- _REQUIREMENTS_:
Could you transcribe each of the following rows character for character, changing nothing?

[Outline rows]
================
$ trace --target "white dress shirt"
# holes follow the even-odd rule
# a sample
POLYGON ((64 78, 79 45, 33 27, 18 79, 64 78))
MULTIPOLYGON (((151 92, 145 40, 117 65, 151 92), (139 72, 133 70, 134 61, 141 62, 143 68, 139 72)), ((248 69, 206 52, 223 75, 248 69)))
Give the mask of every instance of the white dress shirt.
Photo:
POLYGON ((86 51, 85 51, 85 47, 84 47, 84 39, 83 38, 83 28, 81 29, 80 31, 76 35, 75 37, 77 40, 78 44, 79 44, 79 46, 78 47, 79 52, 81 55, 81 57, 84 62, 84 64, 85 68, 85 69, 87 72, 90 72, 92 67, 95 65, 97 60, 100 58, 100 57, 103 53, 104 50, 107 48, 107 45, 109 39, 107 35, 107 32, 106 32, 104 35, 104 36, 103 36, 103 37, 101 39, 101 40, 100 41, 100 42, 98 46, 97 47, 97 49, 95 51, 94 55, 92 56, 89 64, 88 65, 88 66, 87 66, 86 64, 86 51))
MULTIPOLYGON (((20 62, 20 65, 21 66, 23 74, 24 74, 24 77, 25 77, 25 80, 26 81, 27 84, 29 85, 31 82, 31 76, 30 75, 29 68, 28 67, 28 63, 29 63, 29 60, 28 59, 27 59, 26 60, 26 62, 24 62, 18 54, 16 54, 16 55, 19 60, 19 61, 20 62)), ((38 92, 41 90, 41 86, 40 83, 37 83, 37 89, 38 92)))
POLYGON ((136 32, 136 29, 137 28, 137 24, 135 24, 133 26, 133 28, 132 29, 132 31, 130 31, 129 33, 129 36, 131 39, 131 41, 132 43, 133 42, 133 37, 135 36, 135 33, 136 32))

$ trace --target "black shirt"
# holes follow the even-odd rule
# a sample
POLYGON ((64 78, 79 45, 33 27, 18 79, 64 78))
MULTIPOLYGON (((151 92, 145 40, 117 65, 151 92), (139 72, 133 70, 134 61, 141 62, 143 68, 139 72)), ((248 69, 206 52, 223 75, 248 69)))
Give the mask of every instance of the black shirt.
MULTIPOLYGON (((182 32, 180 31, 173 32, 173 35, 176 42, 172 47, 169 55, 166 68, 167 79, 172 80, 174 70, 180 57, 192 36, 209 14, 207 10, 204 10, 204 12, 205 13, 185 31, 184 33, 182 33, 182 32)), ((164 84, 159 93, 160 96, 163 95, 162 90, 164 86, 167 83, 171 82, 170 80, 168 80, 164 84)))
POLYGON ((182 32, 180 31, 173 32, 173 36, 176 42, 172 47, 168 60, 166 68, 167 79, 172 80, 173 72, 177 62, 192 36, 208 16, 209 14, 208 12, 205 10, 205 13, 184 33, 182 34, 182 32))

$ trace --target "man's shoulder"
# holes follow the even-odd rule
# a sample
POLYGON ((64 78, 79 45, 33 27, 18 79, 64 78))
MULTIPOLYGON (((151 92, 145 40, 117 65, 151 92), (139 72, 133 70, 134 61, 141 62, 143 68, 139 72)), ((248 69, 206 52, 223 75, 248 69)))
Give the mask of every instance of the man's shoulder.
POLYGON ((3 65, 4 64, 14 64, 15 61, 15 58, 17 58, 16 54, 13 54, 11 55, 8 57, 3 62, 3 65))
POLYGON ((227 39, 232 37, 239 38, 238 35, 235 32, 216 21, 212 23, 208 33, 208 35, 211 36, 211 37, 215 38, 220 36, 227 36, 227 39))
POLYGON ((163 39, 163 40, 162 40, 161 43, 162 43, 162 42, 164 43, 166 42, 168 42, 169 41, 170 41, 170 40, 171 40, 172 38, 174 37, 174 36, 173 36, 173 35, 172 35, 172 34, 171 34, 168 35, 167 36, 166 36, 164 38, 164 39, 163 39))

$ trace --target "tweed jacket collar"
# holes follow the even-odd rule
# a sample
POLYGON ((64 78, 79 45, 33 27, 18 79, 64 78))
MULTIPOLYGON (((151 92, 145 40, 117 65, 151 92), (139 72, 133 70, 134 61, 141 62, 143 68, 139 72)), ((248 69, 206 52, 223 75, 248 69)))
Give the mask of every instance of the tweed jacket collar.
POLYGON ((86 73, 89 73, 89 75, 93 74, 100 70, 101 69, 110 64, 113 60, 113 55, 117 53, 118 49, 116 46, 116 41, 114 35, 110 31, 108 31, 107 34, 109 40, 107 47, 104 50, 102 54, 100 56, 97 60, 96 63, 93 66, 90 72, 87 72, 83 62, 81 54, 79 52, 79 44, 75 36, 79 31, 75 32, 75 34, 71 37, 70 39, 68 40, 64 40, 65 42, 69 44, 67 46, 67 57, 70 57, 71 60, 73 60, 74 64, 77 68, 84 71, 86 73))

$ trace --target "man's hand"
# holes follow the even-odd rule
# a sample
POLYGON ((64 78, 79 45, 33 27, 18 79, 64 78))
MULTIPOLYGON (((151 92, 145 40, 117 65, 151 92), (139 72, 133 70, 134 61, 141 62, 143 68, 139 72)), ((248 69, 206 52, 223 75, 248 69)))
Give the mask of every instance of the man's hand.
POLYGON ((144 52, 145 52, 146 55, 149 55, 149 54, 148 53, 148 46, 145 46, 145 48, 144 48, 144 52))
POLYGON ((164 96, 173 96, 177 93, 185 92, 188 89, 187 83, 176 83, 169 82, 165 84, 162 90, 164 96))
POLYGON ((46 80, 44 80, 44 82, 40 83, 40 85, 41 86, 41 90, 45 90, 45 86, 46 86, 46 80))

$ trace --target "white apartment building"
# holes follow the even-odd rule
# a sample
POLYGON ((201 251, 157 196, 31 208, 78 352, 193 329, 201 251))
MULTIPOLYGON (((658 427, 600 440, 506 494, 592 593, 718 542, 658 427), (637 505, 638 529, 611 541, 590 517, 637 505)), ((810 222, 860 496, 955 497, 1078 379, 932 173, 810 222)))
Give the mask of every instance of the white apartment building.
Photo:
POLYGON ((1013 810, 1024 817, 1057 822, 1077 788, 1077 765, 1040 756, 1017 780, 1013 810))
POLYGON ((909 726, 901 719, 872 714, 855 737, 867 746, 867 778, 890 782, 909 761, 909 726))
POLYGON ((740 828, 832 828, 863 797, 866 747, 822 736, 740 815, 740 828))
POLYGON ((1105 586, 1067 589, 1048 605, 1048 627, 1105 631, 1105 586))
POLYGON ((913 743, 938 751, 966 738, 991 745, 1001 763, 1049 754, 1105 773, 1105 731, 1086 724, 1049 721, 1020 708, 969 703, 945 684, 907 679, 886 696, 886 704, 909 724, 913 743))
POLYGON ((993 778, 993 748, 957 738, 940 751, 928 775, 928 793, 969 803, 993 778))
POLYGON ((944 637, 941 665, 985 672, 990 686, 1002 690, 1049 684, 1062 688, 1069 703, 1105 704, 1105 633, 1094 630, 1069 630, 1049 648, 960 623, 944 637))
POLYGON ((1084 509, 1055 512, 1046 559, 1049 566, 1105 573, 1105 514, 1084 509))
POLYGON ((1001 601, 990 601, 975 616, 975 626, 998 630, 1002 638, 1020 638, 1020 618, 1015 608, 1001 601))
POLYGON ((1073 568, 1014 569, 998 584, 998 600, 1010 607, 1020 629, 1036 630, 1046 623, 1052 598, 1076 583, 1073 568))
================
- _TASK OUTPUT_:
$ trace --target "white dress shirt"
# holes follow the even-odd rule
# a sample
POLYGON ((64 78, 79 45, 33 27, 18 79, 64 78))
MULTIPOLYGON (((151 92, 145 40, 117 65, 151 92), (139 72, 133 70, 134 61, 141 62, 143 68, 139 72)), ((248 69, 206 52, 223 75, 248 69)))
Give the mask of every instance of the white dress shirt.
Photo:
POLYGON ((86 51, 85 51, 85 47, 84 47, 84 39, 83 38, 83 28, 81 29, 80 31, 76 35, 75 37, 77 40, 78 44, 79 44, 79 46, 78 47, 79 52, 81 55, 81 57, 84 62, 84 64, 85 68, 85 69, 87 72, 90 72, 92 67, 95 65, 97 60, 100 58, 100 57, 103 53, 104 50, 107 48, 107 45, 109 39, 107 35, 107 32, 106 32, 104 35, 104 36, 103 36, 103 37, 101 39, 101 40, 100 41, 100 42, 98 46, 97 47, 97 49, 95 51, 94 55, 92 56, 89 64, 88 65, 88 66, 87 66, 86 64, 86 51))
MULTIPOLYGON (((20 62, 20 65, 21 66, 23 74, 24 74, 24 77, 25 77, 25 80, 26 81, 27 84, 29 85, 31 82, 31 76, 30 75, 29 68, 28 67, 28 63, 29 63, 29 60, 28 59, 27 59, 26 60, 26 62, 24 62, 18 54, 16 54, 16 55, 19 60, 19 61, 20 62)), ((38 92, 41 90, 41 86, 40 83, 37 83, 37 89, 38 92)))
POLYGON ((136 32, 136 29, 137 28, 137 24, 135 24, 133 26, 133 28, 132 29, 132 31, 130 31, 129 33, 129 36, 131 39, 131 41, 132 43, 133 42, 133 37, 135 36, 135 33, 136 32))

$ trace --target "black shirt"
# holes follow the even-odd rule
# a sample
POLYGON ((64 78, 79 45, 33 27, 18 79, 64 78))
MULTIPOLYGON (((151 92, 145 40, 117 65, 151 92), (139 72, 133 70, 134 61, 141 62, 143 68, 139 72)), ((248 69, 206 52, 223 75, 248 69)))
Give the mask of every instance of the black shirt.
MULTIPOLYGON (((182 32, 180 31, 173 32, 173 35, 176 42, 172 47, 169 55, 166 68, 167 79, 172 80, 174 70, 180 57, 192 36, 209 14, 207 10, 204 10, 204 12, 205 13, 185 31, 184 33, 182 33, 182 32)), ((164 84, 159 93, 160 96, 163 95, 162 90, 164 86, 167 83, 171 82, 170 80, 168 80, 164 84)))
POLYGON ((182 32, 180 31, 173 32, 173 36, 176 42, 172 47, 168 60, 166 68, 167 79, 172 80, 173 72, 177 62, 192 36, 208 16, 209 14, 208 12, 205 10, 205 13, 184 33, 182 34, 182 32))

$ trace --target "man's shoulder"
# holes follow the even-odd rule
# a sample
POLYGON ((64 78, 79 45, 33 27, 18 79, 64 78))
MULTIPOLYGON (((151 92, 145 40, 117 65, 151 92), (139 72, 133 70, 134 61, 141 62, 143 68, 139 72)), ((248 69, 206 52, 223 75, 248 69)))
Give the mask of every instance of the man's shoulder.
POLYGON ((3 65, 4 64, 14 64, 15 61, 15 58, 17 58, 16 54, 13 54, 11 55, 8 57, 3 62, 3 65))
POLYGON ((227 39, 232 37, 239 38, 238 35, 235 32, 216 21, 212 23, 208 33, 208 35, 211 36, 211 37, 215 38, 220 36, 227 36, 227 39))
POLYGON ((163 39, 163 40, 162 40, 161 43, 162 43, 162 42, 164 43, 166 42, 168 42, 169 41, 170 41, 170 40, 171 40, 172 38, 174 37, 174 36, 173 36, 173 35, 172 35, 172 34, 171 34, 168 35, 167 36, 166 36, 164 38, 164 39, 163 39))

$ trace --target "tweed jacket collar"
# holes follow the even-odd rule
# a sample
POLYGON ((64 78, 79 45, 33 27, 18 79, 64 78))
MULTIPOLYGON (((151 92, 145 40, 117 65, 151 92), (139 72, 133 70, 134 61, 141 62, 143 68, 139 72)), ((248 69, 206 52, 223 75, 248 69)))
Give the mask of every instance of the tweed jacket collar.
POLYGON ((86 73, 89 73, 89 75, 93 74, 100 70, 101 69, 110 64, 113 60, 113 55, 117 53, 118 49, 116 46, 116 41, 114 35, 110 31, 108 31, 107 34, 109 40, 107 47, 104 50, 102 54, 100 56, 97 60, 96 63, 93 66, 90 72, 87 72, 83 62, 81 54, 79 52, 79 44, 75 36, 79 31, 75 32, 75 34, 71 37, 70 39, 68 40, 64 40, 65 42, 69 44, 67 46, 67 57, 70 57, 71 60, 73 60, 74 64, 77 68, 84 71, 86 73))

$ trace --target "man's hand"
# holes follow the even-odd rule
# a sample
POLYGON ((64 78, 79 45, 33 27, 18 79, 64 78))
MULTIPOLYGON (((151 92, 145 40, 117 65, 151 92), (139 72, 133 70, 134 61, 141 62, 143 68, 139 72)), ((248 69, 206 52, 223 75, 248 69)))
Give the mask of every instance of the man's hand.
POLYGON ((144 52, 145 52, 146 55, 149 55, 149 54, 148 53, 148 46, 145 46, 145 48, 144 48, 144 52))
POLYGON ((164 96, 173 96, 177 93, 185 92, 188 89, 187 83, 176 83, 169 82, 165 84, 162 90, 164 96))
POLYGON ((46 80, 44 80, 44 82, 40 83, 40 85, 41 86, 41 90, 45 90, 45 86, 46 86, 46 80))

$ trace --target "white apartment building"
# holes follow the even-odd rule
# a sample
POLYGON ((201 251, 157 196, 31 208, 78 352, 193 329, 201 251))
MULTIPOLYGON (((658 427, 600 440, 506 494, 592 593, 718 542, 658 427), (637 505, 638 529, 611 541, 590 517, 637 505)), ((810 222, 860 496, 955 497, 1078 379, 932 173, 810 222)))
Give the mask of every instance of the white apartment building.
Photo:
POLYGON ((1013 810, 1024 817, 1057 822, 1077 788, 1077 765, 1040 756, 1017 780, 1013 810))
POLYGON ((909 726, 901 719, 872 714, 855 737, 867 746, 867 778, 890 782, 909 761, 909 726))
POLYGON ((740 828, 832 828, 863 797, 866 747, 822 736, 740 815, 740 828))
POLYGON ((1105 586, 1067 589, 1048 605, 1048 627, 1105 631, 1105 586))
POLYGON ((913 743, 938 751, 966 738, 991 745, 1001 763, 1049 754, 1105 773, 1105 731, 1086 724, 1049 721, 1020 708, 969 703, 945 684, 907 679, 886 696, 886 704, 909 724, 913 743))
POLYGON ((993 778, 993 748, 957 738, 940 751, 928 775, 928 793, 969 803, 993 778))
POLYGON ((944 637, 941 665, 985 672, 990 686, 1002 690, 1049 684, 1062 688, 1069 703, 1105 704, 1105 633, 1094 630, 1069 630, 1049 648, 960 623, 944 637))
POLYGON ((1084 509, 1055 512, 1046 559, 1049 566, 1105 573, 1105 514, 1084 509))
POLYGON ((1001 601, 990 601, 975 616, 975 626, 998 630, 1002 638, 1020 638, 1020 618, 1015 608, 1001 601))
POLYGON ((1073 568, 1014 569, 998 584, 998 600, 1010 607, 1020 629, 1036 630, 1046 623, 1052 598, 1076 583, 1073 568))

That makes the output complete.